EXERCISE INSTRUCTIONS -
Collect every line in the rows below that contains the string "microphone", and list each one verbatim.

Bounding-box rows -
────────────────

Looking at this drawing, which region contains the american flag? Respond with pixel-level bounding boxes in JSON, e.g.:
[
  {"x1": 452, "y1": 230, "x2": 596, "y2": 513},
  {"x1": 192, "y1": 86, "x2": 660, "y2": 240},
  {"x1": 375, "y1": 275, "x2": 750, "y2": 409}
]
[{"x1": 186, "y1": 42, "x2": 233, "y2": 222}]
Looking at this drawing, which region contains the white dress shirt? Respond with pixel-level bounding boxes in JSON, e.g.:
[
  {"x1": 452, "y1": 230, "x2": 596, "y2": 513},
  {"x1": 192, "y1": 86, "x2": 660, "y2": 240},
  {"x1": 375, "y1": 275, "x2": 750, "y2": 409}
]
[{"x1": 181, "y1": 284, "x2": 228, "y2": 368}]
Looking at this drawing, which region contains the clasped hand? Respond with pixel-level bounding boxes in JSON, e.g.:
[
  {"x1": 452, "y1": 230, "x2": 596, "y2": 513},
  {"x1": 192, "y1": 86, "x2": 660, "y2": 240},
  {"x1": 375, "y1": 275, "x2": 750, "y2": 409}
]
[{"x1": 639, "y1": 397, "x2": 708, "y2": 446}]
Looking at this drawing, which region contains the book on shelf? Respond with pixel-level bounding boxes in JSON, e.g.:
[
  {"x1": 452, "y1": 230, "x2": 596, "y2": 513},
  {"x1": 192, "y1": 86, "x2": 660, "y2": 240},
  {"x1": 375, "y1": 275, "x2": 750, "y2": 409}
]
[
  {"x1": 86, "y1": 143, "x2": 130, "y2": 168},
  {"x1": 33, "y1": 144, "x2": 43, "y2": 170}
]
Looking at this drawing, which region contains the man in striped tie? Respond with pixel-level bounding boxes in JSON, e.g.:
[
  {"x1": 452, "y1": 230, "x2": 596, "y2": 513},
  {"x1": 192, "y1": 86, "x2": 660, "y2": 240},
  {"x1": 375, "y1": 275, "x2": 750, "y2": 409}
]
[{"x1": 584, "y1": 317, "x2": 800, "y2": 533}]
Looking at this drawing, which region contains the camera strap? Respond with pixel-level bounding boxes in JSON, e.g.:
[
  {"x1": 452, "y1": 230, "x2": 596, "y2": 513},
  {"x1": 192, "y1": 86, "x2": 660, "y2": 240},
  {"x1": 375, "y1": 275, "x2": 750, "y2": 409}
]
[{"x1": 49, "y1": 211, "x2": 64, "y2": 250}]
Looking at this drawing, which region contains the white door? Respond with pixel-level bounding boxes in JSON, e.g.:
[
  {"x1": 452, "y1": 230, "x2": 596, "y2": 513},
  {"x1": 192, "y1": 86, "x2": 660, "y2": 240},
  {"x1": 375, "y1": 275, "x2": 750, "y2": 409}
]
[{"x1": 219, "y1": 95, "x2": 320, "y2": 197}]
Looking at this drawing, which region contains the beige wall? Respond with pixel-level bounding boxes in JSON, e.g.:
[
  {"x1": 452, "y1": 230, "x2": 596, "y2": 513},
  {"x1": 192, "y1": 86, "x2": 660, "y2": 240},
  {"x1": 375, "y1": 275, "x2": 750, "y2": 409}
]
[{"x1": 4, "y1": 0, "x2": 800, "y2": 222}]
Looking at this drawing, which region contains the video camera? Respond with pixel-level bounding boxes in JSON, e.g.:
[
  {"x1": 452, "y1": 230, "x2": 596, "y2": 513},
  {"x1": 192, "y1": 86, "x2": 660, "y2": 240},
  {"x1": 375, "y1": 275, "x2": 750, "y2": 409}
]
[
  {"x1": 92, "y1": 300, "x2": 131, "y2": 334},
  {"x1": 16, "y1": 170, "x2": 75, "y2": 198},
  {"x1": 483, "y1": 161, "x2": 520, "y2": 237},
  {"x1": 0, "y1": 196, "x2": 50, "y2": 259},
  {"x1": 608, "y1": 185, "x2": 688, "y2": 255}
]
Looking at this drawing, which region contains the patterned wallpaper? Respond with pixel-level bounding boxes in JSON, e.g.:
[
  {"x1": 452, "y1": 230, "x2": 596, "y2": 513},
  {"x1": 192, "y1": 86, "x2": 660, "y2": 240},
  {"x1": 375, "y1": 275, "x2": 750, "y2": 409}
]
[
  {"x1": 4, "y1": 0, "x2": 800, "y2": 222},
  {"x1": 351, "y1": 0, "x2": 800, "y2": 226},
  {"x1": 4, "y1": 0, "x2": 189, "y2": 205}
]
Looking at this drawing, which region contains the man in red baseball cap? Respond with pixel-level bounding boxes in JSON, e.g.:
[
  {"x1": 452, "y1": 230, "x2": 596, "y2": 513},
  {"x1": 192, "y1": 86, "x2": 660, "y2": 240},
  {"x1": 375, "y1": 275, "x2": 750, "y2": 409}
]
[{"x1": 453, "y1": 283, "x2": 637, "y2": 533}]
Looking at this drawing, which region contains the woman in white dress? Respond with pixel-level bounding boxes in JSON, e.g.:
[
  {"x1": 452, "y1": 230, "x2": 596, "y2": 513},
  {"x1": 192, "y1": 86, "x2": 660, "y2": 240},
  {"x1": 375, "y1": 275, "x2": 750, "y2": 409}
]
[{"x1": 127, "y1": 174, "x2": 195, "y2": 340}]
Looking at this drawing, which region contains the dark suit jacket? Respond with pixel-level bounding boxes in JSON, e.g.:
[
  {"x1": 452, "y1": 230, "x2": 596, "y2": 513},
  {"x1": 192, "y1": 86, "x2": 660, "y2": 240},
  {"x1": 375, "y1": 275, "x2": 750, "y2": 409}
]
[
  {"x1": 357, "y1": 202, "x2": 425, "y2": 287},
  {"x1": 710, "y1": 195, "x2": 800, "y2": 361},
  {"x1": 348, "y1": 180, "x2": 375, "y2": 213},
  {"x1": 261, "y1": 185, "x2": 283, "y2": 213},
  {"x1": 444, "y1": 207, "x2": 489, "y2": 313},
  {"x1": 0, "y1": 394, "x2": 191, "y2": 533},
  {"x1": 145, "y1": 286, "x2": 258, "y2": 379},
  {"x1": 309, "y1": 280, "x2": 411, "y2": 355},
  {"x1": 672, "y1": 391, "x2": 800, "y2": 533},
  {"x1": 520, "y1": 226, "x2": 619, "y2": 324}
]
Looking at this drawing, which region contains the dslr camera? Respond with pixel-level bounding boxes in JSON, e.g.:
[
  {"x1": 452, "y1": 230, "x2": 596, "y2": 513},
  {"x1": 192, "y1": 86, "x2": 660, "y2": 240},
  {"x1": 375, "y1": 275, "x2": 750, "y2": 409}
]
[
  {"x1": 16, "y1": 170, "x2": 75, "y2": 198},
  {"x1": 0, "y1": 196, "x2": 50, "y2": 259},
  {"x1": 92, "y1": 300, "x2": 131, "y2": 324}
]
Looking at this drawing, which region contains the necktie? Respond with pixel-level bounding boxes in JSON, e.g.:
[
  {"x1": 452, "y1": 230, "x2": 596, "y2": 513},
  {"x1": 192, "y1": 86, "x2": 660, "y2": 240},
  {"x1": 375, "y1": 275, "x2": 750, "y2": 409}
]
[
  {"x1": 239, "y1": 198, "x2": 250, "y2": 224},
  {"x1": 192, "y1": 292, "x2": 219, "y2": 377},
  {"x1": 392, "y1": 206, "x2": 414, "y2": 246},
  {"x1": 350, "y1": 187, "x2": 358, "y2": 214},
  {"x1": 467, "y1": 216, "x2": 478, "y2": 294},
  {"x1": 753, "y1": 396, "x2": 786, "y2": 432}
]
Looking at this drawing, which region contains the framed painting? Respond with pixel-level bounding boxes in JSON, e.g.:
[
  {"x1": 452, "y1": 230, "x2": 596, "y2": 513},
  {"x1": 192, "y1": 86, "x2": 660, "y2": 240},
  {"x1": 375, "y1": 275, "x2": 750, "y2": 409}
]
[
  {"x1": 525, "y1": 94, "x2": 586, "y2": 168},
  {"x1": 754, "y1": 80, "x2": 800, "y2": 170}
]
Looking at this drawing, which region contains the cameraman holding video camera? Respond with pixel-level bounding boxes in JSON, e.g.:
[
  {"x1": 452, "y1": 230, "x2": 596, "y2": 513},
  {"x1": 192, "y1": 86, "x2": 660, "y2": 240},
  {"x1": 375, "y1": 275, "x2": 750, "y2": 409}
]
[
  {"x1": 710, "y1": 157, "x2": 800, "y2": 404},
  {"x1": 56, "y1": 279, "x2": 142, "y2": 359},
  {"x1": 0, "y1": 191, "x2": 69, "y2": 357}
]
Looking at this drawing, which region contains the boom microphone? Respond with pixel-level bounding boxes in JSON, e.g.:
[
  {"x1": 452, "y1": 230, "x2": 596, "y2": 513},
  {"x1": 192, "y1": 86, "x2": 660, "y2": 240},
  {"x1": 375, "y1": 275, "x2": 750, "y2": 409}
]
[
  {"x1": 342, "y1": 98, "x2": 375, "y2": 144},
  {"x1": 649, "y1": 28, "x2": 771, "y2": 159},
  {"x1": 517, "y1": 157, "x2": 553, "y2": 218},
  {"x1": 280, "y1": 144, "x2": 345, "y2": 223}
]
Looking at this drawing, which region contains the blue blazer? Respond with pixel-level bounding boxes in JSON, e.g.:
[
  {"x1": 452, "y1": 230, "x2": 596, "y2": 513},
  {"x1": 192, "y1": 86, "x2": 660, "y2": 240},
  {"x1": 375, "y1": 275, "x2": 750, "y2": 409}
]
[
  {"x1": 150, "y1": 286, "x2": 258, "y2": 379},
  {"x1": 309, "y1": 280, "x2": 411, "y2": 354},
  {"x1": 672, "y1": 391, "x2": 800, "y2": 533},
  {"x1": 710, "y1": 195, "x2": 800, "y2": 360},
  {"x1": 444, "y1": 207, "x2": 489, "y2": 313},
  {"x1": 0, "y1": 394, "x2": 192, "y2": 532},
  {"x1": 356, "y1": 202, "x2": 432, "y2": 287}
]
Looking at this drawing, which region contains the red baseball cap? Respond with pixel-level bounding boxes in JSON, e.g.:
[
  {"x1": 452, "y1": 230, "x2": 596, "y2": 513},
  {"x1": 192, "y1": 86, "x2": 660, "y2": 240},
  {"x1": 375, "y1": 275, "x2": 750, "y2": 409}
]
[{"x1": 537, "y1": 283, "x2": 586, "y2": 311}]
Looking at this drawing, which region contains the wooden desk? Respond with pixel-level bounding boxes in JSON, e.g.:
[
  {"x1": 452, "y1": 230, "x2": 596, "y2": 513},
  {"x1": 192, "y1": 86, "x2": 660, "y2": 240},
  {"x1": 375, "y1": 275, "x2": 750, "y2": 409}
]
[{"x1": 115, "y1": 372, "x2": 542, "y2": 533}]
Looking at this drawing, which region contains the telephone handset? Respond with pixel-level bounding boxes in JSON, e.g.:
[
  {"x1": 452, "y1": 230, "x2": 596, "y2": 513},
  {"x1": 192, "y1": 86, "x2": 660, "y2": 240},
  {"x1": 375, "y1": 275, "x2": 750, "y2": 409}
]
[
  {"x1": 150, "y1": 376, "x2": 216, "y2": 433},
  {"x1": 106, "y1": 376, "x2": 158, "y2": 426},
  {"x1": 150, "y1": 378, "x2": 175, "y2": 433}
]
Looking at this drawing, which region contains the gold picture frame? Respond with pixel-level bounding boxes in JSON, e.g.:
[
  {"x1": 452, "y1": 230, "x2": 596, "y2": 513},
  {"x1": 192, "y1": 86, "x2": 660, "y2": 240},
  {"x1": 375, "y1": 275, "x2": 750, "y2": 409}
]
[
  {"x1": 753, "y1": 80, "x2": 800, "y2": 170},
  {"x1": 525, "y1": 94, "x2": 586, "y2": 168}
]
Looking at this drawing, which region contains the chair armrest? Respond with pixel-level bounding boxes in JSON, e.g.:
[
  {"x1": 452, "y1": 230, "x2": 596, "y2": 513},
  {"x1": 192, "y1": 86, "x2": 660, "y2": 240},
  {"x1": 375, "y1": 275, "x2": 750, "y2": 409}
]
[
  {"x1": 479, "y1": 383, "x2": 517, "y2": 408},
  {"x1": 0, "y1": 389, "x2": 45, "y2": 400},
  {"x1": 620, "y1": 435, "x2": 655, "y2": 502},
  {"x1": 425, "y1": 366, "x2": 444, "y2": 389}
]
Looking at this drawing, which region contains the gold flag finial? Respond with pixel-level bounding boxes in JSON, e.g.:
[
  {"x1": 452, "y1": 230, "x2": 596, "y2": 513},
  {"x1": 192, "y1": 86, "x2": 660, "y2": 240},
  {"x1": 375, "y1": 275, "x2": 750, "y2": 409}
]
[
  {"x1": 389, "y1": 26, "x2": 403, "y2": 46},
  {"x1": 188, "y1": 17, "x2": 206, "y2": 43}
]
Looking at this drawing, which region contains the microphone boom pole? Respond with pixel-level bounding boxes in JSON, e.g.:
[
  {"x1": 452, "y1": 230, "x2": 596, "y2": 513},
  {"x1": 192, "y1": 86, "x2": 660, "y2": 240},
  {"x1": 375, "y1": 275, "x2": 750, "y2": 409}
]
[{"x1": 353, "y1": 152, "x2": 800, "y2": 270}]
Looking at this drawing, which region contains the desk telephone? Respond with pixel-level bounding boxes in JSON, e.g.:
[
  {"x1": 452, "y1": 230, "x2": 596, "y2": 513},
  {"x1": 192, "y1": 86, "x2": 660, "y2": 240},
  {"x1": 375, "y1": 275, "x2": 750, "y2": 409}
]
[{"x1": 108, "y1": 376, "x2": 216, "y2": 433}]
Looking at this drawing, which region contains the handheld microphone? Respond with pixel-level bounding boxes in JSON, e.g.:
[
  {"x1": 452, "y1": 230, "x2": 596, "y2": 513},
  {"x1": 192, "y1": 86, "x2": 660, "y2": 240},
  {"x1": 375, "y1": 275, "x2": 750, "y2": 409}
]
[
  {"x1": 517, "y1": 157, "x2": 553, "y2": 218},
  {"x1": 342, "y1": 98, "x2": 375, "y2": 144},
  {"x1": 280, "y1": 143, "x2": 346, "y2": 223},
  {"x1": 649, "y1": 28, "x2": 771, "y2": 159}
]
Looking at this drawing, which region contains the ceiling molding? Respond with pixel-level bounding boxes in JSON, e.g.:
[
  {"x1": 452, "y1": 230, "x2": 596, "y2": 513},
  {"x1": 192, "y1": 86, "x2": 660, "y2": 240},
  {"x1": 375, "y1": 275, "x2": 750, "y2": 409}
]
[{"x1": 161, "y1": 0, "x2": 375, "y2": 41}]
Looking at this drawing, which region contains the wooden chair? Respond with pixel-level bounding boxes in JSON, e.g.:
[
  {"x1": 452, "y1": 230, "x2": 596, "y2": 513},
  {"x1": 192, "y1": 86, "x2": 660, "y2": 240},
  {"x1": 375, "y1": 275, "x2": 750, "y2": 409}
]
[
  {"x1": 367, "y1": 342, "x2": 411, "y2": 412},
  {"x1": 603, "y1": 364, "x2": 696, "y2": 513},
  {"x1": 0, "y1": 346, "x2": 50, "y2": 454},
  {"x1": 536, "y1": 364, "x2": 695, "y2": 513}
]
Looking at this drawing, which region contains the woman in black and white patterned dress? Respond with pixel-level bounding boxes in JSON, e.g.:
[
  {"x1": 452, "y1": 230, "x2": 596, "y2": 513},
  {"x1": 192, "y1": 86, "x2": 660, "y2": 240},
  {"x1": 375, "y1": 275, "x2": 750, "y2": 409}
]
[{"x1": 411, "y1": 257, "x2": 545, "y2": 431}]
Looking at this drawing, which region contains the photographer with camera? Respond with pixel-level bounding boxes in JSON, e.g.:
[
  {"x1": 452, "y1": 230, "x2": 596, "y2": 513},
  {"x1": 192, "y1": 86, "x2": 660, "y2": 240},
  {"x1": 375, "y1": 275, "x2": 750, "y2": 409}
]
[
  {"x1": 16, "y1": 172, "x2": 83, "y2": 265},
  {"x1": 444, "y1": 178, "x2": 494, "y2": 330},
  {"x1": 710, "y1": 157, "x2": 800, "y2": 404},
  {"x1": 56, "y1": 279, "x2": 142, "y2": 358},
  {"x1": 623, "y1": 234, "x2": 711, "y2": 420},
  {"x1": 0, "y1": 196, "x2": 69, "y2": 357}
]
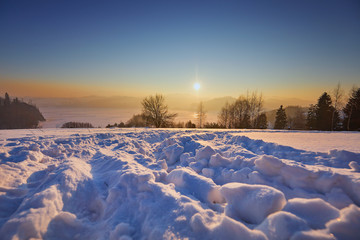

────────────────

FINISHED EXERCISE -
Looking at this drawing, which region contains the boom microphone? Respond with pixel-level bounding boxes in JSON, e.g.:
Looking at this drawing, which region contains the microphone boom pole? Respond with pixel-level bounding boxes in JSON, e.g.:
Looking at this drawing, which region contains the handheld microphone? Respond with pixel-level bounding boxes in JSON, e.g.:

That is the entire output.